• **INSTRUCTIONS TO FOLLOW**: Find where "Target: black cycling shorts" occurs in the data below, and retype that line and every later line exactly.

(Referring expression pointing data)
-------

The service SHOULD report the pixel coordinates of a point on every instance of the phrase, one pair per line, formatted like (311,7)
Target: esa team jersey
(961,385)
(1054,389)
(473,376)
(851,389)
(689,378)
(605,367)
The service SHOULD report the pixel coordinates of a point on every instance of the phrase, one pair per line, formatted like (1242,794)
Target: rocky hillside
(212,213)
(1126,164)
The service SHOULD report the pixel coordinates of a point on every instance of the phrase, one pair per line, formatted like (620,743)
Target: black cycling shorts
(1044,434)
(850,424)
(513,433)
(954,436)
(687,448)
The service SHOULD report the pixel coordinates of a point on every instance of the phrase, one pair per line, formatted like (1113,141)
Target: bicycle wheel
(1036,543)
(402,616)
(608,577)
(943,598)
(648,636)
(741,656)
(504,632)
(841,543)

-------

• **TASK OUTPUT**:
Target: black cycling shorts
(1044,434)
(850,424)
(513,433)
(954,436)
(687,448)
The service SHOULD report the pixel coordinates of a point on every instance of the phrase, one pair per line, formatted like (1113,141)
Target: bicycle wheel
(1036,543)
(402,616)
(608,577)
(943,598)
(648,636)
(741,656)
(504,632)
(841,543)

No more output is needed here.